## SHORT EXERCISE
Copy out all of the material, matching it word for word.

(Object location annotation data)
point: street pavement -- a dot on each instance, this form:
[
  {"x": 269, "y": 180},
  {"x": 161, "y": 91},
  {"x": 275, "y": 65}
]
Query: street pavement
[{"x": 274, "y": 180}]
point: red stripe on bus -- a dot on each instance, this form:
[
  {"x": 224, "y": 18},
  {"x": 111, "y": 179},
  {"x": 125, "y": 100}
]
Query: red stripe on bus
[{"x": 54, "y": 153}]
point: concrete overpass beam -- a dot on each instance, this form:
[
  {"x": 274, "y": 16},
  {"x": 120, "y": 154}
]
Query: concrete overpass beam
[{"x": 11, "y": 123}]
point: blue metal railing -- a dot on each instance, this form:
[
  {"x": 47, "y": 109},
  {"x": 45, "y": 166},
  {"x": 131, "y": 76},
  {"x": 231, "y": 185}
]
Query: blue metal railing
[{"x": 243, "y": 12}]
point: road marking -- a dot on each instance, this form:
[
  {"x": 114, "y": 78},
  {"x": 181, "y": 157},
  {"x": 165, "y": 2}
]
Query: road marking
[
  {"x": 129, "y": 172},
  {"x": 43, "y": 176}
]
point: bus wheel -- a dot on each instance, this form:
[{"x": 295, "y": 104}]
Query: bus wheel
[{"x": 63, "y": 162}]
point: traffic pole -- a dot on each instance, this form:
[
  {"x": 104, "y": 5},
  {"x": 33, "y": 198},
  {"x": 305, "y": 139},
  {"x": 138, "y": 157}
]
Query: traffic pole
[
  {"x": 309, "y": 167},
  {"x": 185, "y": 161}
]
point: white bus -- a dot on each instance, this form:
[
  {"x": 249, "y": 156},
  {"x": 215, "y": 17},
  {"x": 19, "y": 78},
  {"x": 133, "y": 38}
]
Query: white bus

## OUTPUT OF THE TASK
point: street pavement -- a dot on each instance, this form:
[
  {"x": 269, "y": 180},
  {"x": 161, "y": 91},
  {"x": 275, "y": 65}
]
Query: street pavement
[{"x": 274, "y": 180}]
point: red stripe on bus -- a dot on each instance, this form:
[
  {"x": 224, "y": 18},
  {"x": 111, "y": 179},
  {"x": 125, "y": 100}
]
Query: red stripe on bus
[{"x": 54, "y": 153}]
point: concrete overpass beam -- a dot on each instance, this form:
[
  {"x": 274, "y": 16},
  {"x": 120, "y": 154}
]
Query: concrete overpass beam
[{"x": 11, "y": 123}]
point: blue metal railing -- a dot on each instance, this form:
[
  {"x": 47, "y": 109},
  {"x": 45, "y": 166},
  {"x": 131, "y": 76},
  {"x": 231, "y": 185}
]
Query: blue metal railing
[{"x": 243, "y": 12}]
point: road marking -- a dot on each instance, this form:
[
  {"x": 114, "y": 78},
  {"x": 181, "y": 157},
  {"x": 165, "y": 2}
]
Query: road marking
[
  {"x": 129, "y": 172},
  {"x": 43, "y": 176}
]
point: bus wheel -- a dot on each instance, this form:
[{"x": 295, "y": 104}]
Query: bus wheel
[{"x": 63, "y": 162}]
point: traffic pole -- a dot on each instance, this form:
[
  {"x": 104, "y": 5},
  {"x": 33, "y": 198},
  {"x": 305, "y": 139},
  {"x": 138, "y": 157}
]
Query: traffic pole
[
  {"x": 309, "y": 167},
  {"x": 185, "y": 161}
]
point: white bus -- a dot on each instance, this form:
[
  {"x": 249, "y": 156},
  {"x": 215, "y": 17},
  {"x": 19, "y": 78},
  {"x": 133, "y": 38}
]
Query: white bus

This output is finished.